To be done >>
Replace "separate parts" with "distinct pieces" throughout the entries below, and write all of them out again with nothing else changed.

Object outline annotations:
═══

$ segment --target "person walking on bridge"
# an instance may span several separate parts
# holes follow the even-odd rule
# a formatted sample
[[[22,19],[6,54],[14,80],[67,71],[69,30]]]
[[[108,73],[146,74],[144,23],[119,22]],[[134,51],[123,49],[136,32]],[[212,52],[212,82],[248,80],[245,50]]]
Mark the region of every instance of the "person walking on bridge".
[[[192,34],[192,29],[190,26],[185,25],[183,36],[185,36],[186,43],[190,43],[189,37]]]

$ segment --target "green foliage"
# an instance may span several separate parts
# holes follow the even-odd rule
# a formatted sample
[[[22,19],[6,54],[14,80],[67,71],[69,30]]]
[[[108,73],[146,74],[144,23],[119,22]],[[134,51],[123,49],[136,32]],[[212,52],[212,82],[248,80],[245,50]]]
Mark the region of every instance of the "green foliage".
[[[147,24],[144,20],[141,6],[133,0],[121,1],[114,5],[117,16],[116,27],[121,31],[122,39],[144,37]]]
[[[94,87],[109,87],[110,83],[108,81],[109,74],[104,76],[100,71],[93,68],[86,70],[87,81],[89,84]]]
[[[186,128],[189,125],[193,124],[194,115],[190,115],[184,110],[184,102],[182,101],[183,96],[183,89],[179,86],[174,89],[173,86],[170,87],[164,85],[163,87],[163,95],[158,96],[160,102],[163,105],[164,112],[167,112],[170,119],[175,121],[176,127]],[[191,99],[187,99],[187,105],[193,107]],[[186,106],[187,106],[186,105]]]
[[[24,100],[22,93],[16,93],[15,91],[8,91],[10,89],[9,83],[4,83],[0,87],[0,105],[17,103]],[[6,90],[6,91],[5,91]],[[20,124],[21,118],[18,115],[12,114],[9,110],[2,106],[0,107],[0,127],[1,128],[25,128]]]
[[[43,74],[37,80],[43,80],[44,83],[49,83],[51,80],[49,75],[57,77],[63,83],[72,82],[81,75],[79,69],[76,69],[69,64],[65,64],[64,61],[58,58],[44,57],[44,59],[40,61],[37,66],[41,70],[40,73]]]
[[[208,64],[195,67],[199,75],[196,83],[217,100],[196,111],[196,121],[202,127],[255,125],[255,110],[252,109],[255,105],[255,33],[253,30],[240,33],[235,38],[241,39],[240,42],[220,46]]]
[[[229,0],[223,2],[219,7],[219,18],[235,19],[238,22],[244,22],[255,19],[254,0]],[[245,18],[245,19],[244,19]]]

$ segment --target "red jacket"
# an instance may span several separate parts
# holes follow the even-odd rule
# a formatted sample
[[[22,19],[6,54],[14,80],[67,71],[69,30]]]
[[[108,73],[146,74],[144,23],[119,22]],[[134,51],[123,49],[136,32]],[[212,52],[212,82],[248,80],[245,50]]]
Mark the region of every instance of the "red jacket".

═══

Solution to this task >>
$ segment --target "person walking on bridge"
# an instance may span several distinct pieces
# holes follow the even-odd rule
# a formatted sample
[[[22,19],[6,54],[14,80],[67,71],[69,30]]]
[[[108,73],[146,74],[144,23],[119,22]],[[134,51],[123,49],[136,32]],[[212,52],[212,82],[248,80],[245,50]]]
Mark the region of every instance of the "person walking on bridge".
[[[192,34],[192,29],[190,26],[185,25],[183,36],[185,36],[186,43],[190,43],[189,37]]]

$ segment --target "green foliage"
# an instance may span several distinct pieces
# holes follow the even-odd rule
# a formatted sample
[[[22,19],[6,54],[14,80],[67,71],[69,30]]]
[[[108,73],[146,74],[144,23],[119,22]],[[134,51],[123,49],[136,32]],[[212,52],[212,82],[248,80],[245,50]]]
Mark the region of every instance of the "green foliage".
[[[147,24],[144,20],[141,6],[133,0],[121,1],[114,5],[117,16],[116,27],[121,31],[122,39],[144,37]]]
[[[94,87],[109,87],[110,83],[108,81],[109,74],[104,76],[100,71],[93,68],[86,70],[87,81],[89,84]]]
[[[186,128],[189,125],[193,124],[194,115],[190,115],[184,110],[184,102],[182,101],[183,96],[183,89],[179,86],[174,89],[173,86],[170,87],[164,85],[163,87],[163,95],[158,96],[160,102],[163,105],[164,112],[167,112],[170,119],[175,121],[176,127]],[[191,99],[187,99],[187,105],[193,107]],[[186,106],[187,106],[186,105]]]
[[[24,100],[22,93],[16,93],[15,91],[8,91],[10,89],[9,83],[4,83],[0,87],[0,105],[17,103]],[[6,90],[6,91],[5,91]],[[20,124],[21,118],[18,115],[12,114],[9,110],[2,106],[0,107],[0,127],[1,128],[25,128]]]
[[[43,74],[37,80],[43,80],[44,83],[49,83],[51,80],[49,75],[57,77],[63,83],[72,82],[81,75],[79,69],[76,69],[69,64],[65,64],[64,61],[58,58],[44,57],[44,59],[40,61],[37,66],[41,70],[40,73]]]
[[[208,64],[195,67],[199,75],[196,83],[217,100],[196,111],[196,121],[202,127],[255,125],[255,110],[252,109],[255,105],[255,33],[253,30],[240,33],[235,38],[241,39],[240,42],[220,46]]]
[[[229,0],[223,2],[219,7],[219,18],[235,19],[238,22],[244,22],[255,19],[254,0]],[[245,18],[245,19],[244,19]]]

$ segment --target "red jacket"
# an instance may span several distinct pieces
# holes follow the even-odd rule
# a formatted sample
[[[22,19],[6,54],[14,80],[67,71],[69,30]]]
[[[108,73],[146,74],[144,23],[119,22]],[[134,51],[123,49],[136,32]],[[212,52],[212,82],[248,80],[245,50]]]
Mark the region of every instance of the "red jacket".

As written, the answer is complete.